At her request, there will be no services, but contributions to the American Cancer Society or the Formosan Association for Public Affairs are encouraged.




When I phoned her older sister earlier tonight, I found out that my grandmother passed away last year. I desperately wish Mom hadn't kept that news from me, but I'm guessing she didn't want to acknowledge it herself.

This was true about her own impending death as well; even though she'd been referred to hospice six weeks ago, she was in complete denial about her condition until late Thursday night, and she kept from all her friends and the rest of the family how sick she really was (which is why I haven't openly mentioned her illness here until now, and which is making the task of notifying people utterly wrenching, since they'd had no idea the end was so near).

I am so grateful to the hospice and hospital staffs for helping me see to her needs these last two weeks, to the friends and neighbors who tried to help her throughout her illness (the cancer was diagnosed last summer), and to my own circles of support (whether I confided in you or not about this specific matter, you being my friend and/or reader helped, truly: writing to you here and elsewhere has been both a pleasure and a solace, and never more so than now).
• • •
Work instruction: From the memorial post, extract the passage starting at "At her request, there" and ending at "acknowledge it herself.". The records that come next are from an unrelated source.

Dataset:
• • •
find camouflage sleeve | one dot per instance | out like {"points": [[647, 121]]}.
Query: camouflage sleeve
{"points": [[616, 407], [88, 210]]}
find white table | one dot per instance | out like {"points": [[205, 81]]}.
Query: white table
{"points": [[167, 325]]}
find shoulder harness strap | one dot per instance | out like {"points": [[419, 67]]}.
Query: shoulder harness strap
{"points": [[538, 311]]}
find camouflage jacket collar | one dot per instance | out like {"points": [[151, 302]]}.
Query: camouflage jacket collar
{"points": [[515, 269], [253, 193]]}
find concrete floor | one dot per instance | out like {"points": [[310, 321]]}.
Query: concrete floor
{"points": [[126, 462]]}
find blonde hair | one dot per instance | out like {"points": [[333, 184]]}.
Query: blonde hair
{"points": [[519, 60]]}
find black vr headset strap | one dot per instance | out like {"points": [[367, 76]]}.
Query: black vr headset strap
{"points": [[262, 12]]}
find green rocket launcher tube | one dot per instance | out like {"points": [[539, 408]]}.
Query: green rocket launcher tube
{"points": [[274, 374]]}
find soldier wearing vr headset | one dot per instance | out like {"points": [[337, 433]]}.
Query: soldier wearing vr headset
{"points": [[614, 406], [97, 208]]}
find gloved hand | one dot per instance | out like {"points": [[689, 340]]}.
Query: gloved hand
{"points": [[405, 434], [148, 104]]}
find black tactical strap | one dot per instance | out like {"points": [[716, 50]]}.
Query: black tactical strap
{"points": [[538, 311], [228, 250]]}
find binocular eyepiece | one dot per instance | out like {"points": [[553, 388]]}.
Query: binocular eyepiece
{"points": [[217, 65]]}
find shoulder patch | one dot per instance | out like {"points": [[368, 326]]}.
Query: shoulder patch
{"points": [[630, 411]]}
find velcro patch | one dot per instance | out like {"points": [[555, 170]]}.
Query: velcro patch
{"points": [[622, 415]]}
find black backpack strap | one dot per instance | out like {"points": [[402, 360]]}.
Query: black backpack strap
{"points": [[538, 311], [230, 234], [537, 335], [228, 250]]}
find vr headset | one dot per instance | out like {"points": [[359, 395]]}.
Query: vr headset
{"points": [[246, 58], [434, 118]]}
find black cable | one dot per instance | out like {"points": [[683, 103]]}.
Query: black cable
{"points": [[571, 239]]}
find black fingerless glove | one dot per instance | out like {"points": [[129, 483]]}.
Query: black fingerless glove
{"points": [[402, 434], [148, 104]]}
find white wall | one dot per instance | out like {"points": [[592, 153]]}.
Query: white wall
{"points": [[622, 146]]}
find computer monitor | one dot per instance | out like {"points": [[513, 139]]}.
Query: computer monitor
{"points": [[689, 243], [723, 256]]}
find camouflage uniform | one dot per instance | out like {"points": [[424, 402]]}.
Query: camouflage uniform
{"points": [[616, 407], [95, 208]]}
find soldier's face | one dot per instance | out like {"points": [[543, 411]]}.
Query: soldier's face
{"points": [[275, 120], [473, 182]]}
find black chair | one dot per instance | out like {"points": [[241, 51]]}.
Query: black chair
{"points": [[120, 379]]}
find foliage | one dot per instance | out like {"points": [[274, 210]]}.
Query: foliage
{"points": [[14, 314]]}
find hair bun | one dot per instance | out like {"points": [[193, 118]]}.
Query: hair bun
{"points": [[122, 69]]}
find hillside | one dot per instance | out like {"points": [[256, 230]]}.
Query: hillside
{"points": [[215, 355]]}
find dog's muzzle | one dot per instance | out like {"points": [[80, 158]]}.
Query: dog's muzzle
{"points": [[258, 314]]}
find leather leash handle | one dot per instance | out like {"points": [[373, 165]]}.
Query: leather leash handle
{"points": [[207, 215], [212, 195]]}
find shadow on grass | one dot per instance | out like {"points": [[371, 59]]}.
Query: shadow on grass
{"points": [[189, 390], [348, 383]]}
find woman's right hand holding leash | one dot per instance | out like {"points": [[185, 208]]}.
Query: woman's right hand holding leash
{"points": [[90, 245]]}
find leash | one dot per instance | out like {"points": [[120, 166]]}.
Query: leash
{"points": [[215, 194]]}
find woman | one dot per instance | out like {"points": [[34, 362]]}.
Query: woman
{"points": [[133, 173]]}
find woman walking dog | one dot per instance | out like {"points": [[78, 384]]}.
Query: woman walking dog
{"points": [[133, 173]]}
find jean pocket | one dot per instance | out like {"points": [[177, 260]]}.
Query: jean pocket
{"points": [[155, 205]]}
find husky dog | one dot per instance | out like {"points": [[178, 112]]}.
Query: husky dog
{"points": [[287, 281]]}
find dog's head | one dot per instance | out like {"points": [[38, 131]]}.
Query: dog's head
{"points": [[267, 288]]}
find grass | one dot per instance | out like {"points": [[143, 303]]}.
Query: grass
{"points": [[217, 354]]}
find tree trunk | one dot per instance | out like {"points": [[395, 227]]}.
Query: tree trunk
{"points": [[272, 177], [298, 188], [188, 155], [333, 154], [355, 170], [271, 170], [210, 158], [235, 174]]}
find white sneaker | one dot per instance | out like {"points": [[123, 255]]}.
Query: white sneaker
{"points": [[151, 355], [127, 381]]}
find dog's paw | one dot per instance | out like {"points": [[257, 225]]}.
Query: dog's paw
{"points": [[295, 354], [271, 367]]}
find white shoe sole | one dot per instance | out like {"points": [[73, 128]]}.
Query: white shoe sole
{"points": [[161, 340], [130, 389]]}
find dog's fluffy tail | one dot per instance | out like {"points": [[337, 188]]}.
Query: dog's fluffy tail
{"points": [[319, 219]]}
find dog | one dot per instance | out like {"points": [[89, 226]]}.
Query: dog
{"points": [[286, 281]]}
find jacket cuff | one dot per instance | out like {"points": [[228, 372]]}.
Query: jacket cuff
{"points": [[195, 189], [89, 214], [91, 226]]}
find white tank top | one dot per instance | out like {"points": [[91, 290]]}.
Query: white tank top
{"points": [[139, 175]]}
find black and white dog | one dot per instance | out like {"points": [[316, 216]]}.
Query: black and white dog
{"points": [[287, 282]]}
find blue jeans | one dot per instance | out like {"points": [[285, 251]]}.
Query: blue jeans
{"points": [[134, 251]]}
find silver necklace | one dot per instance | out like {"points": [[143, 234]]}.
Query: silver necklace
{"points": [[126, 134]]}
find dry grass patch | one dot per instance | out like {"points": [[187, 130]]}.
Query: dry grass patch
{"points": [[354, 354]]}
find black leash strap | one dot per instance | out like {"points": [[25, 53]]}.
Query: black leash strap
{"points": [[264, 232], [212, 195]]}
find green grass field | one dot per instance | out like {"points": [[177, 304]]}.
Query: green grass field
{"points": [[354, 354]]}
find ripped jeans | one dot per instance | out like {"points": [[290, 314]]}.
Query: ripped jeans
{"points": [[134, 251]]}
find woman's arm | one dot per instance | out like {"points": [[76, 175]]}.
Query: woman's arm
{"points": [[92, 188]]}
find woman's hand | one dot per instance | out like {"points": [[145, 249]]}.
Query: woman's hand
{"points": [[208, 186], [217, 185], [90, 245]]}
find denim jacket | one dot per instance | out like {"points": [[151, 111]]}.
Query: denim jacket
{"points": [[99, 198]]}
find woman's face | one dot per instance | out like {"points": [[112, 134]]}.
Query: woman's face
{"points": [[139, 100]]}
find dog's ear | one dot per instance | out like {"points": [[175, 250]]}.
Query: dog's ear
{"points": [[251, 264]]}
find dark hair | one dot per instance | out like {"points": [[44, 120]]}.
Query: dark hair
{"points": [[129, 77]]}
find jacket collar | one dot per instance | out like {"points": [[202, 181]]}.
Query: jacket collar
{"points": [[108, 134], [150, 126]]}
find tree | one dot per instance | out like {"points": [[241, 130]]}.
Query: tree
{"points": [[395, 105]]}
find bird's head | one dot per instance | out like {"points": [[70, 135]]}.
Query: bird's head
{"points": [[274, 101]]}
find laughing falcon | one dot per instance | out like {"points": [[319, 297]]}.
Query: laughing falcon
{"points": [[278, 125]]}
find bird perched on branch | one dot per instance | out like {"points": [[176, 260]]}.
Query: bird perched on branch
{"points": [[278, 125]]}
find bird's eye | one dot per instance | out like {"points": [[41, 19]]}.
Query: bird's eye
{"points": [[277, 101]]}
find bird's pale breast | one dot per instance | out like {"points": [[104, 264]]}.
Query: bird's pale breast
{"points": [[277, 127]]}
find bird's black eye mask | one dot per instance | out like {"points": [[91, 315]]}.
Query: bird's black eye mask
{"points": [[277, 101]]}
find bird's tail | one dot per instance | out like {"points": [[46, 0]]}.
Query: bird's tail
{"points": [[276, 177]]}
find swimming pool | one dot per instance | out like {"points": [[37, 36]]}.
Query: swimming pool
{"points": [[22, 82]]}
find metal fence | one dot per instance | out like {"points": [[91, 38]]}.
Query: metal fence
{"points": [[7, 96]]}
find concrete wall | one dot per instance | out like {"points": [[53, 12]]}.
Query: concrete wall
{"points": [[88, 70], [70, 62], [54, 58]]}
• • •
Answer for this exercise:
At her request, there will be no services, but contributions to the American Cancer Society or the Formosan Association for Public Affairs are encouraged.




When I phoned her older sister earlier tonight, I found out that my grandmother passed away last year. I desperately wish Mom hadn't kept that news from me, but I'm guessing she didn't want to acknowledge it herself.